WHAT IS BEING ASKED
Return, character for character, the lines from the one bearing "Mark each instance of the tree with" through the end of the material. Omit everything before that line.

◇ ◇ ◇ ◇ ◇ ◇ ◇

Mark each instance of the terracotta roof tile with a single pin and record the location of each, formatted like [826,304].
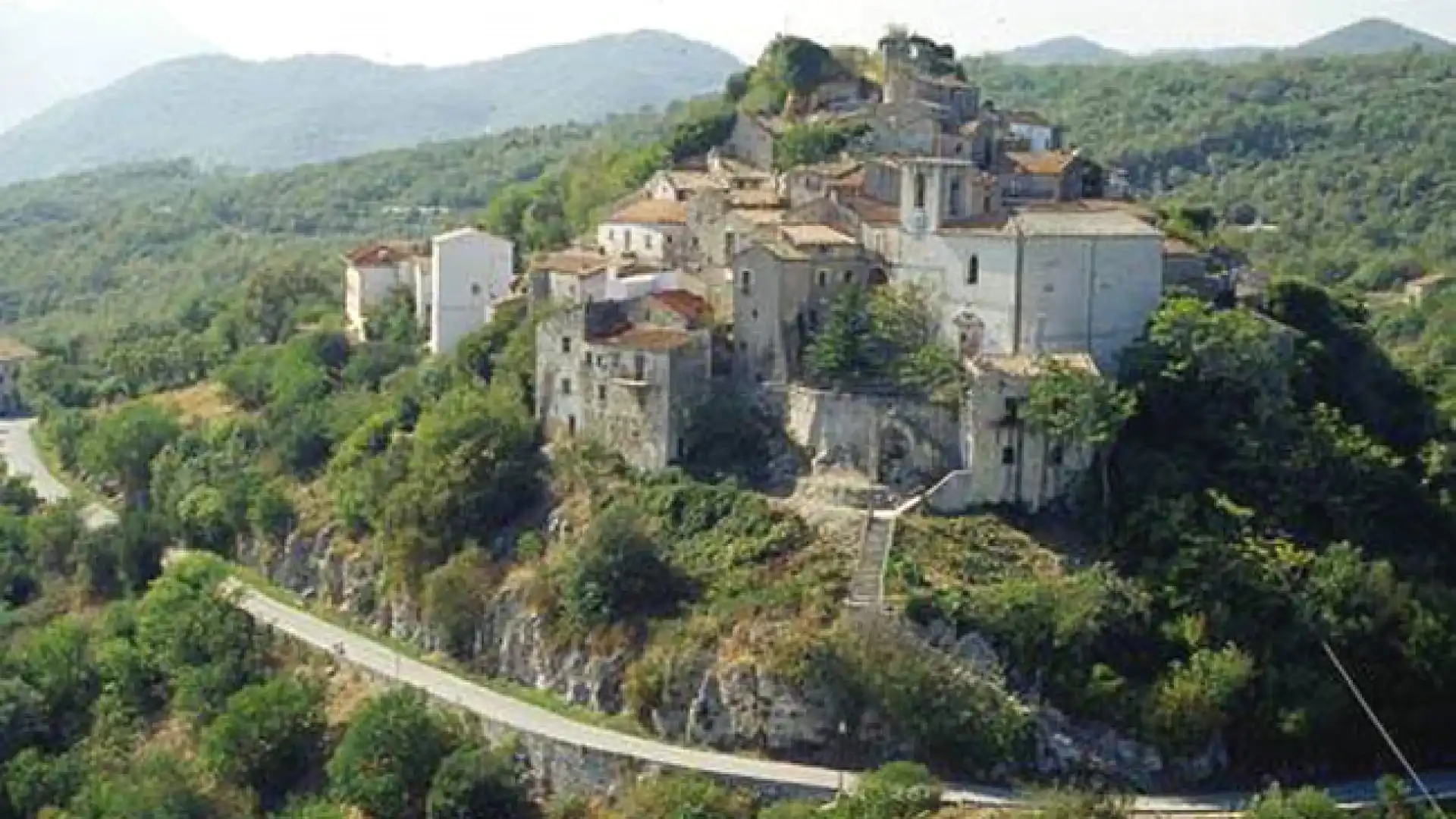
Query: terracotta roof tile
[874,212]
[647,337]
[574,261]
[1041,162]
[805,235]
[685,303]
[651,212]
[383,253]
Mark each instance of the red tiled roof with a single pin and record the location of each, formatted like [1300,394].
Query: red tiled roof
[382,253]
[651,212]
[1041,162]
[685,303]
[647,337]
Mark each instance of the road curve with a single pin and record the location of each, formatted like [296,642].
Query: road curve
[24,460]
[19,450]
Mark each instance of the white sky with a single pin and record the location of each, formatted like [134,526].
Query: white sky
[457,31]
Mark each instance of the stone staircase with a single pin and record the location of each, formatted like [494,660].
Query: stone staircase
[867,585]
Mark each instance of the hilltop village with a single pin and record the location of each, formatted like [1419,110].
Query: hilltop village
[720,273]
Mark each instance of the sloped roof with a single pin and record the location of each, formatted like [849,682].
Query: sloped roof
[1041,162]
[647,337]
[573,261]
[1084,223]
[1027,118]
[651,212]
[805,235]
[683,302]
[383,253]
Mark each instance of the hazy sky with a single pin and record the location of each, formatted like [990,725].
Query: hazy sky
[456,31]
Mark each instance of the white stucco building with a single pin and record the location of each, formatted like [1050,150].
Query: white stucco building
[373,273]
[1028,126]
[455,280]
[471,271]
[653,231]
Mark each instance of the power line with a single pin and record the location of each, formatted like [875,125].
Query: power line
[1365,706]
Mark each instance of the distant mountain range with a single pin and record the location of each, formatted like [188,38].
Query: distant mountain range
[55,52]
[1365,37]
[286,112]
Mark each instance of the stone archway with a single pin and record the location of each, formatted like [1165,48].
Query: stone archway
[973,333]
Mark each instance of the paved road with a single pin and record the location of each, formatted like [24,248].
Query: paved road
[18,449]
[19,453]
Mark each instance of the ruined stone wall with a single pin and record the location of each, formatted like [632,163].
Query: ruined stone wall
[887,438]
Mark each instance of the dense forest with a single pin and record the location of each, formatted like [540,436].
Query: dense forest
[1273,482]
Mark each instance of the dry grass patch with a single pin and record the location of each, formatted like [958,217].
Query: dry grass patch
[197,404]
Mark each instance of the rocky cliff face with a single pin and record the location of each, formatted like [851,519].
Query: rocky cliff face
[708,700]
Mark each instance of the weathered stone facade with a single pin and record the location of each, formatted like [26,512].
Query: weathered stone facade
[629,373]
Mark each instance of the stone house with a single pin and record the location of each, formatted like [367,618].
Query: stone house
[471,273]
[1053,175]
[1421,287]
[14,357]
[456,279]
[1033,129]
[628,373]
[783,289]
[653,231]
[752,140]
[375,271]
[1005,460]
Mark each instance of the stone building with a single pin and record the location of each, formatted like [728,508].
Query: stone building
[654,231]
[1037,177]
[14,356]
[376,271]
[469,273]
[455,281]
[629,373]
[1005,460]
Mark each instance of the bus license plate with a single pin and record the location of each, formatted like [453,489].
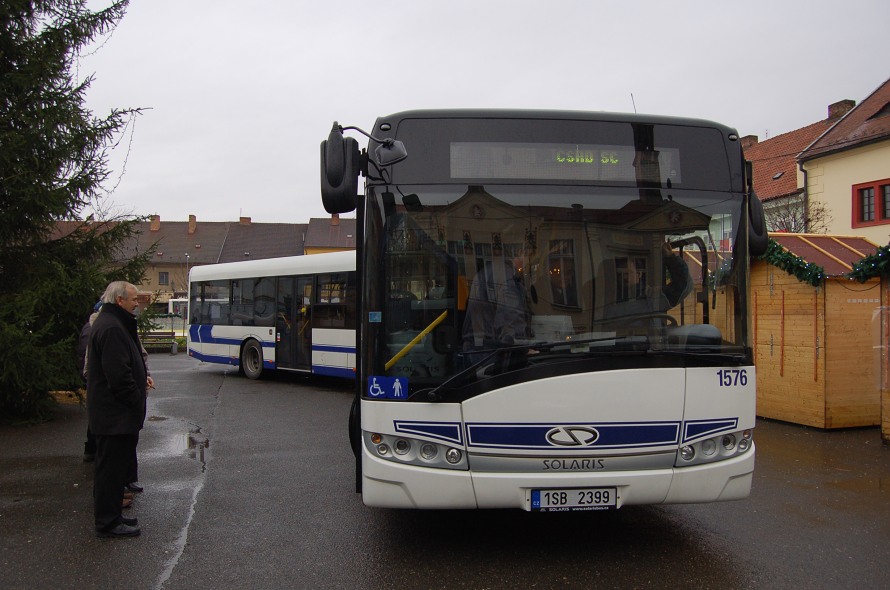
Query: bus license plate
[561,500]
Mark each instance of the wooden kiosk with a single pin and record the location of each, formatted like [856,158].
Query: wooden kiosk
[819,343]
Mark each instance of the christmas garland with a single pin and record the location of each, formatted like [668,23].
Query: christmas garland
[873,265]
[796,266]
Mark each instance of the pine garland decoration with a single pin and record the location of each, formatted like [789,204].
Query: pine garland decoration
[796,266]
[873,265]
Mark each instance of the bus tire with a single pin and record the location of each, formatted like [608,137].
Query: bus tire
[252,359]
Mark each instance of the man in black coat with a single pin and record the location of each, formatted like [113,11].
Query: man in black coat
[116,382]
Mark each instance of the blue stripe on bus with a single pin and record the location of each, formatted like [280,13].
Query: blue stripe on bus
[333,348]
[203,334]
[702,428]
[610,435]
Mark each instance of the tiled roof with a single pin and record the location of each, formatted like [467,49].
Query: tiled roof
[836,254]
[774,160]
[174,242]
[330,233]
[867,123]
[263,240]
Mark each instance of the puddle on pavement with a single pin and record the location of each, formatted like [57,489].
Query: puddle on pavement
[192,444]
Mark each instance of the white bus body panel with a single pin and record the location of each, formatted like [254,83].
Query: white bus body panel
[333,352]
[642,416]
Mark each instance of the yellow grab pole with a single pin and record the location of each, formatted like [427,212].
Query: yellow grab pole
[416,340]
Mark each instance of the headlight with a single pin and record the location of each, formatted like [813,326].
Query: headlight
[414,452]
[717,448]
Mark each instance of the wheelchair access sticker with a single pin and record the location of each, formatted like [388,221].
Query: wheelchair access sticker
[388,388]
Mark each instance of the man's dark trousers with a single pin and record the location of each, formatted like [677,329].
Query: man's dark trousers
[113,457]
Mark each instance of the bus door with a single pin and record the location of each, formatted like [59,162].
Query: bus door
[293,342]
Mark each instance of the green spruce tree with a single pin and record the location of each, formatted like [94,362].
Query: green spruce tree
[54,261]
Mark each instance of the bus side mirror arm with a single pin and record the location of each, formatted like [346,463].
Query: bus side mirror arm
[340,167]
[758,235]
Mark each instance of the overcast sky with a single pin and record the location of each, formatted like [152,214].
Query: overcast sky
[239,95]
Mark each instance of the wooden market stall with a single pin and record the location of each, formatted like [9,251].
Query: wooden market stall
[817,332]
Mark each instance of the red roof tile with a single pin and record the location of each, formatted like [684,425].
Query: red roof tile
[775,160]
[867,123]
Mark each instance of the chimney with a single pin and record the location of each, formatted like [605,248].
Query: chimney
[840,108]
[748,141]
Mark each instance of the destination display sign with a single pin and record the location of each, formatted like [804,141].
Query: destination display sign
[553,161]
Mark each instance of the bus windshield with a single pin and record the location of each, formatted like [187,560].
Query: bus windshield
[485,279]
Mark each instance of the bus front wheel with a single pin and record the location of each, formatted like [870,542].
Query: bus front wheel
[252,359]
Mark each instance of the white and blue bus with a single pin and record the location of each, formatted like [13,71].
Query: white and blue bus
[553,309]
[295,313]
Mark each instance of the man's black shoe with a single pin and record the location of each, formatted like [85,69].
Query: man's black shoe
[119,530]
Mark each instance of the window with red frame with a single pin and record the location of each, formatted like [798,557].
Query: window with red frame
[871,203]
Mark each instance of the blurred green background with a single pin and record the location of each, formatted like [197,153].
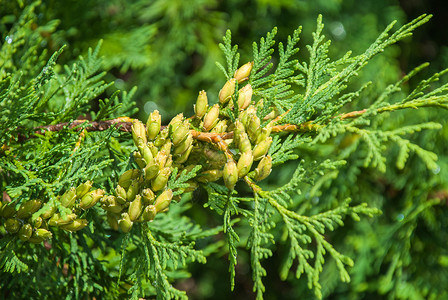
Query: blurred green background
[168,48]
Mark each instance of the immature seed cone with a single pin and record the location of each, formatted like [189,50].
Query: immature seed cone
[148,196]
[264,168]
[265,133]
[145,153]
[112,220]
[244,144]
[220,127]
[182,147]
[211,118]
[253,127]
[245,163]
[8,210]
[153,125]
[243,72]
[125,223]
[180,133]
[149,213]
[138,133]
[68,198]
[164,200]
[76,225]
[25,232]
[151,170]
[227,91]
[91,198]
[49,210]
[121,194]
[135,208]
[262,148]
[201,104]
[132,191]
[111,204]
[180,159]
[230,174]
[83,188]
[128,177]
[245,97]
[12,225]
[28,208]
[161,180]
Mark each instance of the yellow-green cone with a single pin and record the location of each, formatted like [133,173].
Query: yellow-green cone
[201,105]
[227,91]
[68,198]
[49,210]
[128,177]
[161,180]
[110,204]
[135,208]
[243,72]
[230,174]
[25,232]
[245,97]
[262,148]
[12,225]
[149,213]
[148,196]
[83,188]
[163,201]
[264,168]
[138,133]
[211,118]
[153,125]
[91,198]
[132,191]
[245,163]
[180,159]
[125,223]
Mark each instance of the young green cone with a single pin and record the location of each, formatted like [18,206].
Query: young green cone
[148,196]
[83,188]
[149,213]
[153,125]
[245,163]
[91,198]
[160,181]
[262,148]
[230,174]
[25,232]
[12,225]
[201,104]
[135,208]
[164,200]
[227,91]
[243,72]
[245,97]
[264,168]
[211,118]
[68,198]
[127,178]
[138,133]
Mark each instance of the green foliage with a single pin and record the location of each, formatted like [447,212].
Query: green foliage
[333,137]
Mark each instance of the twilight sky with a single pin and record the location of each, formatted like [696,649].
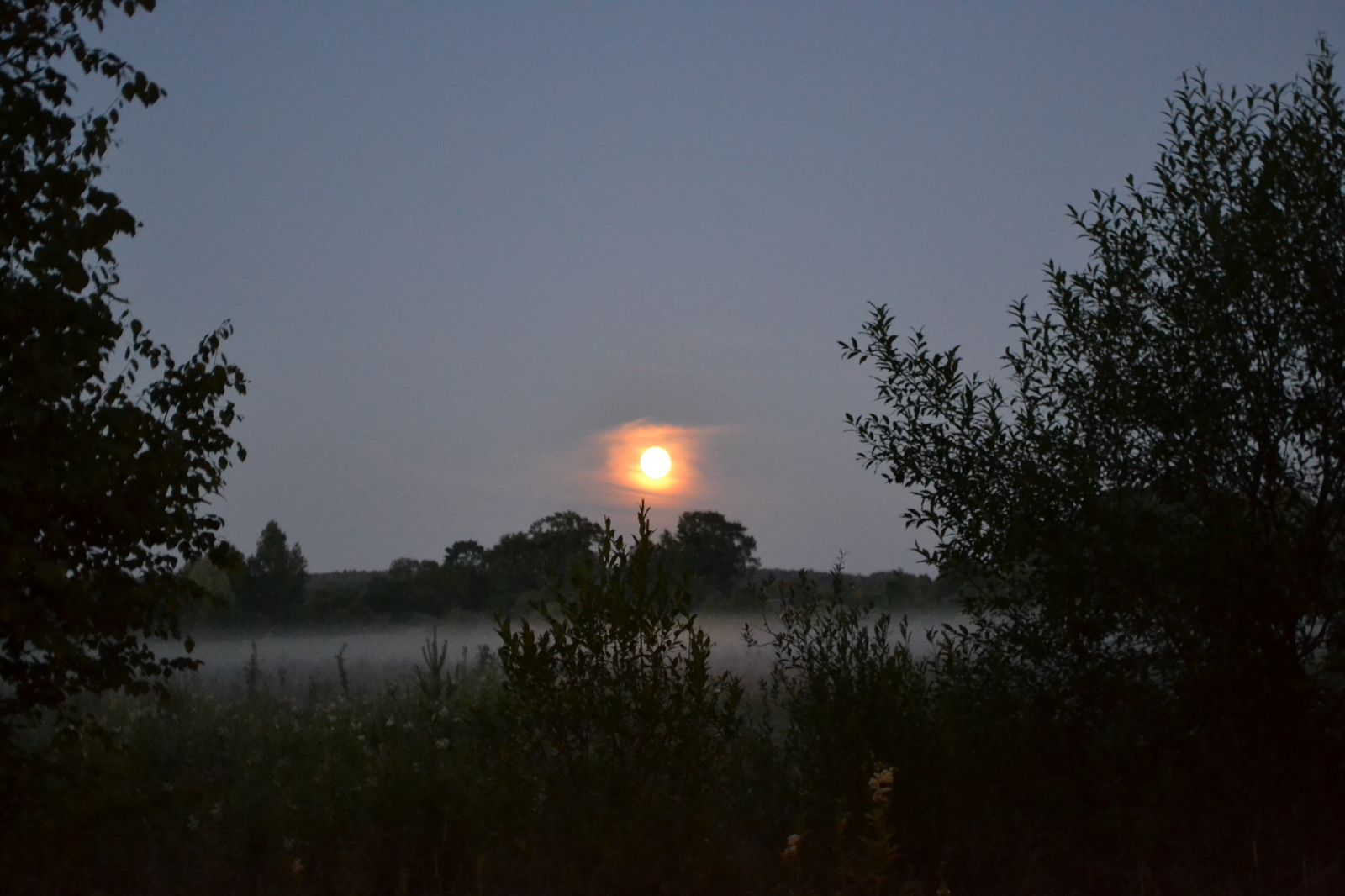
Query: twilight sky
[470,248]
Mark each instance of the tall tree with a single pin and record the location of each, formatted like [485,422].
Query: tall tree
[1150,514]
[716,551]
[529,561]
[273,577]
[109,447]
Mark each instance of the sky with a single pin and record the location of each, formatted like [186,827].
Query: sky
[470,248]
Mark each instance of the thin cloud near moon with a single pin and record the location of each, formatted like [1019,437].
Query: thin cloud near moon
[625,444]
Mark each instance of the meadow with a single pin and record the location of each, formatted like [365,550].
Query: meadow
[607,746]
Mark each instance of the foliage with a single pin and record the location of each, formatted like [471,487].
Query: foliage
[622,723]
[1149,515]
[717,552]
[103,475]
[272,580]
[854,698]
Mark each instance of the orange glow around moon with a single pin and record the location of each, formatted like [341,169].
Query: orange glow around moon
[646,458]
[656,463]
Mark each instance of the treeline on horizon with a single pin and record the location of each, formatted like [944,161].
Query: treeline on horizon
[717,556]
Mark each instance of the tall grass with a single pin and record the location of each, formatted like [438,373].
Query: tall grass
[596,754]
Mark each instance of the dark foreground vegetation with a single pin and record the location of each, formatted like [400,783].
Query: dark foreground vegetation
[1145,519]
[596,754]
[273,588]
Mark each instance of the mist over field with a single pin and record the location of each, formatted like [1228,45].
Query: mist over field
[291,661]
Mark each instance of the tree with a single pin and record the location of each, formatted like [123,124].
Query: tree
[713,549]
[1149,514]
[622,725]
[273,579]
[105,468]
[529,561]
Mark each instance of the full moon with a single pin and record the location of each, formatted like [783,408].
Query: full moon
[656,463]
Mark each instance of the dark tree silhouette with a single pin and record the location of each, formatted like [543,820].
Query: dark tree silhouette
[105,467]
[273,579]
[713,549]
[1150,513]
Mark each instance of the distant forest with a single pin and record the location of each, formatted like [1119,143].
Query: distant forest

◇ ◇ ◇ ◇ ◇ ◇ ◇

COMPLETED EXERCISE
Mark each instance of the tree with a single pin and record the location of each, formatted like [123,124].
Query: tree
[713,549]
[1149,514]
[622,725]
[273,579]
[105,468]
[529,561]
Mark each instance of the full moon with a single pin and record the location of each, formatted like [783,408].
Query: full moon
[656,463]
Mark each instance of the dark tree silhouette with a single pin and record the location of each, formatted like [543,820].
Query: dark tree silhouette
[105,467]
[273,579]
[713,549]
[1150,513]
Mark each instance of the distant forest with a single pin and record the location of each, formatted like [1119,143].
Query: distant forest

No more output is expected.